───── Task material ─────

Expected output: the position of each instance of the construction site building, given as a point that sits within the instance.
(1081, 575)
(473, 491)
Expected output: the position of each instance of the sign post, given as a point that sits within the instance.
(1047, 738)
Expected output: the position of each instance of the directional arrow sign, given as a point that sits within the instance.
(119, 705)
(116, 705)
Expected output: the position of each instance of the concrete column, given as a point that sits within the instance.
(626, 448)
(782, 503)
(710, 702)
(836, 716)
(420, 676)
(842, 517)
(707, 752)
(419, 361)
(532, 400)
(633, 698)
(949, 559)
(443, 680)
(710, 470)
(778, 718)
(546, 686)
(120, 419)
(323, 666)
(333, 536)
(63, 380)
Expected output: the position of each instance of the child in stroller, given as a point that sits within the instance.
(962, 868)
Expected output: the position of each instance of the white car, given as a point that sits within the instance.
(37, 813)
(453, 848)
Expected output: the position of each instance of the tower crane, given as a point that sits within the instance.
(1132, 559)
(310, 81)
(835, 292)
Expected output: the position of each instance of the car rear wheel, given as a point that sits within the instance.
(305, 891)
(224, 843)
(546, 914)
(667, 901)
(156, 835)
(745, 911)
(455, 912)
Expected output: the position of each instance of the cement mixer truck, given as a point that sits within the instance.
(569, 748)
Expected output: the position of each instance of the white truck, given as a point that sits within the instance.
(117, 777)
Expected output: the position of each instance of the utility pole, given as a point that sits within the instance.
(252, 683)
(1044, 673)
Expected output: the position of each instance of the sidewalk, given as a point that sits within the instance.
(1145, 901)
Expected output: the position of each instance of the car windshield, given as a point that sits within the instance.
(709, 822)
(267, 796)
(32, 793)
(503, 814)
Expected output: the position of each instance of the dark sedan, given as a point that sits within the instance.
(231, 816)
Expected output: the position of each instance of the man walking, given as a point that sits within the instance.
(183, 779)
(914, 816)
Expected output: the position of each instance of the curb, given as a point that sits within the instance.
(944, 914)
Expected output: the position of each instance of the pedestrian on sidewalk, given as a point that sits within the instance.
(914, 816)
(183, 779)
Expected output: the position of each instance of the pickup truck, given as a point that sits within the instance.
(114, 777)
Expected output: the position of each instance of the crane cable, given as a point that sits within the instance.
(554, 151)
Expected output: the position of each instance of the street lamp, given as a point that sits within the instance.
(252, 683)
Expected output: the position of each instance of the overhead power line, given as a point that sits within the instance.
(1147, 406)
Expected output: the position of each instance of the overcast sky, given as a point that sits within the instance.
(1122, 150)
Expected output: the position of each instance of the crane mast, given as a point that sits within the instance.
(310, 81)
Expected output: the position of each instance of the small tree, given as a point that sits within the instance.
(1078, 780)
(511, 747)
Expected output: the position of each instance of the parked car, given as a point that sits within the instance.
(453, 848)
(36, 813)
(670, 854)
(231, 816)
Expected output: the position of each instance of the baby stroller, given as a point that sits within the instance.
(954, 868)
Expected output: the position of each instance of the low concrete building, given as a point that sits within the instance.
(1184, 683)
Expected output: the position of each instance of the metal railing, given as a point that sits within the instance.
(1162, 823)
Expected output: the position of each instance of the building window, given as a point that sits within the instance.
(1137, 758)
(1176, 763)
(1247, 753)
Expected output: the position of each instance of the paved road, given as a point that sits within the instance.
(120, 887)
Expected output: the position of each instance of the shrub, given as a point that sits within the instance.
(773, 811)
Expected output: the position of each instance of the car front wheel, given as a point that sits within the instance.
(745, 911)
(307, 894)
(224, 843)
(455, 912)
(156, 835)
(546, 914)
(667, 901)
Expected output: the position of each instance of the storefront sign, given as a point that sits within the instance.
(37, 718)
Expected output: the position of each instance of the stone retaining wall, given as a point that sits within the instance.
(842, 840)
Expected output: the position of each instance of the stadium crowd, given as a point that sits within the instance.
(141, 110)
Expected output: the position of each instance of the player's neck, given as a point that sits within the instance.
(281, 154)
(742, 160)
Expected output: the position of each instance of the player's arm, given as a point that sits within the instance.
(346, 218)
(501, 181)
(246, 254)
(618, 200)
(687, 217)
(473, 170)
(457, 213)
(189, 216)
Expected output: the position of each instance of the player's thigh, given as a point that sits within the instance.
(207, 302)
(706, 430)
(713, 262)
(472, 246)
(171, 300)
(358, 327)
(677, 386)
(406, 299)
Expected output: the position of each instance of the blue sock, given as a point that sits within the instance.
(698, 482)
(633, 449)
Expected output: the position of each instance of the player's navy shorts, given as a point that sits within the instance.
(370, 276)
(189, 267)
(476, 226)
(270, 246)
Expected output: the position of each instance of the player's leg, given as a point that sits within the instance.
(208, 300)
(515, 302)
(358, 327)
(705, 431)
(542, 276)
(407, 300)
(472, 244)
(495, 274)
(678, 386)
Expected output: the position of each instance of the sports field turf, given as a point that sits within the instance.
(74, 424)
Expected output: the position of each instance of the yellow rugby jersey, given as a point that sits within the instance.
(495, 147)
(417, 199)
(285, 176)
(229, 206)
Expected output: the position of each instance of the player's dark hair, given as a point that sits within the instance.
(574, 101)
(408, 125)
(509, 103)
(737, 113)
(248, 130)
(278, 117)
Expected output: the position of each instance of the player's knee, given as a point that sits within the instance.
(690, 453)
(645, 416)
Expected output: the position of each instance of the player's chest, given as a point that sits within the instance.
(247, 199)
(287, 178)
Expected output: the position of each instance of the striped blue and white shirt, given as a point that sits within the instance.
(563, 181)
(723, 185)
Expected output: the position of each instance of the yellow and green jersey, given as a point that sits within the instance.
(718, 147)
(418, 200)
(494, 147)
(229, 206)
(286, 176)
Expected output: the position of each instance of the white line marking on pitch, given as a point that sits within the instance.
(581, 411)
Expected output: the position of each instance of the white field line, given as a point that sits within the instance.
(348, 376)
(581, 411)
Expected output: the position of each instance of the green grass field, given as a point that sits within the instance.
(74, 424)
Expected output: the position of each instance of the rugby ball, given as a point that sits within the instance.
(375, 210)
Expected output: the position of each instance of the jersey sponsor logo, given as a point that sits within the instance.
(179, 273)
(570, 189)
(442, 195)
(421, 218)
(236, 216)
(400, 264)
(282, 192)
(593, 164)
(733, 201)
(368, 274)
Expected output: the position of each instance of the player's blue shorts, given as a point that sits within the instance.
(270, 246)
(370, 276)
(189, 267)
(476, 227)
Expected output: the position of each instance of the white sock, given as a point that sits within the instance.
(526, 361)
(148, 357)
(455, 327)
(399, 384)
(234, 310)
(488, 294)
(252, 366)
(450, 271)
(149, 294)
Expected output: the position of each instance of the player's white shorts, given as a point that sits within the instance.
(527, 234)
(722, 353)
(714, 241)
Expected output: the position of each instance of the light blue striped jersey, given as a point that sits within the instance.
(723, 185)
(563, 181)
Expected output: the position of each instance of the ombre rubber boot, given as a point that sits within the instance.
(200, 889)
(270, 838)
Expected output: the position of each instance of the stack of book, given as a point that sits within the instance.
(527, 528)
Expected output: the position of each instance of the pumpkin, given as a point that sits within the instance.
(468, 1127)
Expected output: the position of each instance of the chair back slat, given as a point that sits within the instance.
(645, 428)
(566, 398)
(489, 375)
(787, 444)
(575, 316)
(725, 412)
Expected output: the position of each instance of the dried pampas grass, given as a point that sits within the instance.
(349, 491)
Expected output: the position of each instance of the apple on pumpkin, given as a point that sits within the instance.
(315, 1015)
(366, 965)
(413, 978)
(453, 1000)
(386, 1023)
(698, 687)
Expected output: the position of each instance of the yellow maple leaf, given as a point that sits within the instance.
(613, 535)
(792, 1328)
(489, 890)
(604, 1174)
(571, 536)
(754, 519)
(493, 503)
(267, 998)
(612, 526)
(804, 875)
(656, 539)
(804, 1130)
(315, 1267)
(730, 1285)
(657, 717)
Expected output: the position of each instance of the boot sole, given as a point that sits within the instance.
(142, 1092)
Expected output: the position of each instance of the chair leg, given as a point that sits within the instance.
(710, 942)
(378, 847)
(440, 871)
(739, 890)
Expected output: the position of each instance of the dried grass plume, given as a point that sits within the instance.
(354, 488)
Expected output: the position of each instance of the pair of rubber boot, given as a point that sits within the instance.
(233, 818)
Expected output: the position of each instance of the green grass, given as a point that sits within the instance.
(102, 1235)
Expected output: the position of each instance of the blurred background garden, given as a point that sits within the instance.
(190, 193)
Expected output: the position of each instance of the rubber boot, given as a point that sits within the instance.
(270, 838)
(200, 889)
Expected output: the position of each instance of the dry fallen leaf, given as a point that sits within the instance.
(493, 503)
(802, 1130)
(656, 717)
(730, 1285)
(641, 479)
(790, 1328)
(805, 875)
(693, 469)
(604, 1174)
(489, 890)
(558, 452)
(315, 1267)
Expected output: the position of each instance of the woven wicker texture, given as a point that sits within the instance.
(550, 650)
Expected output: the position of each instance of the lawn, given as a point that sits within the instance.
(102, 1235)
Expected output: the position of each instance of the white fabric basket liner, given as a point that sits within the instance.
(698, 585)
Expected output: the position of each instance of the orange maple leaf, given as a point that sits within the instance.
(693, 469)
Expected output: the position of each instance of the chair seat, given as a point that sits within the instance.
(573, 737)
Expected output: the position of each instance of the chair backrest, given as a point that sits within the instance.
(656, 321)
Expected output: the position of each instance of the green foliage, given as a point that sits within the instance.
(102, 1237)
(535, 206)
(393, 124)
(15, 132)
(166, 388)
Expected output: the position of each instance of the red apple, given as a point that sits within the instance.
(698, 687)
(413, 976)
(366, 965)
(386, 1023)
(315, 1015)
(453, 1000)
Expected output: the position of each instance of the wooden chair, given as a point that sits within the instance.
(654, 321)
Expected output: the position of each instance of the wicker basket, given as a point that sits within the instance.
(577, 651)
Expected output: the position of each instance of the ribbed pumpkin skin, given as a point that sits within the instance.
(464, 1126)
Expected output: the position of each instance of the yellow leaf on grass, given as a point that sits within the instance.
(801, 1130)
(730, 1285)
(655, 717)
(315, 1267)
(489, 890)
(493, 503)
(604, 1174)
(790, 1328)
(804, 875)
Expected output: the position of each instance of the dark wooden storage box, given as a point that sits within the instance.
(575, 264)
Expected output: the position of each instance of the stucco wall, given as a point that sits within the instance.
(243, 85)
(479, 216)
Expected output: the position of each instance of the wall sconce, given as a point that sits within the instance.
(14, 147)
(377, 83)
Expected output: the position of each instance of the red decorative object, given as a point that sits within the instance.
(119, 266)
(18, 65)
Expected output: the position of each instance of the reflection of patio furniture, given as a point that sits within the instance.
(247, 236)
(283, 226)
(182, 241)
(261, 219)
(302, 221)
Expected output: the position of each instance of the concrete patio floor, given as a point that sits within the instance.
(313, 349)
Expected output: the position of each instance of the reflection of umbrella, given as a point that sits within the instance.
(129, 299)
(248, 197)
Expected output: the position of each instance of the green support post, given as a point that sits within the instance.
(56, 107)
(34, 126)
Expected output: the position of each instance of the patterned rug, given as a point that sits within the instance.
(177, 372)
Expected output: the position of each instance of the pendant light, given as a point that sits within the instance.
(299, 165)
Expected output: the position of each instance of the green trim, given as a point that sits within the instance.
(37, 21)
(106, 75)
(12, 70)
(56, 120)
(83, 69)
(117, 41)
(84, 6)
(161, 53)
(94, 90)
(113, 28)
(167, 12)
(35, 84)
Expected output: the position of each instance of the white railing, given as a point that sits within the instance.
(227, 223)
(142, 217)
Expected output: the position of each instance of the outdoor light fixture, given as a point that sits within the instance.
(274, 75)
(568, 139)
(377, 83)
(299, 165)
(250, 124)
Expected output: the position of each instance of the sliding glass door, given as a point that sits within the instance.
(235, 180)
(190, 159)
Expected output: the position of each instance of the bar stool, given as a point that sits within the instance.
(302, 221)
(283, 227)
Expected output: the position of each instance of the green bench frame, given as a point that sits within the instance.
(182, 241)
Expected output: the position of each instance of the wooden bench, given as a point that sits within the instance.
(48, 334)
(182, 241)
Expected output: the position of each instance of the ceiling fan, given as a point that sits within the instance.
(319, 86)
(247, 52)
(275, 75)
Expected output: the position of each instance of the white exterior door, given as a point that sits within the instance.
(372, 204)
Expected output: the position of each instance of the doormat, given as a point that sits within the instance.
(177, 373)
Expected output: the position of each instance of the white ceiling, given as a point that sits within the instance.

─────

Set problem — Rewrite the lines from the one containing "Expected output: the position of each instance of the car rear" up to and including the one containing "(1145, 901)" as a Markdown table with the columns Row and Line, numbering each row and leaving out blank lines.

Exercise answer —
| Row | Line |
|---|---|
| 1 | Expected output: the position of each instance of the car rear wheel, given as a point that sits within the instance. |
| 2 | (305, 891) |
| 3 | (224, 843) |
| 4 | (546, 914) |
| 5 | (667, 901) |
| 6 | (156, 835) |
| 7 | (745, 911) |
| 8 | (455, 912) |
| 9 | Expected output: the position of each instance of the cement mixer truck, given as a point that sits within the instance. |
| 10 | (569, 748) |
| 11 | Expected output: the position of each instance of the white truck, given as a point that sits within the instance. |
| 12 | (117, 777) |
| 13 | Expected output: the position of each instance of the utility pole, given as a point that sits within the instance. |
| 14 | (252, 683) |
| 15 | (1044, 673) |
| 16 | Expected output: the position of each instance of the sidewalk, given as a point that sits within the instance. |
| 17 | (1145, 901) |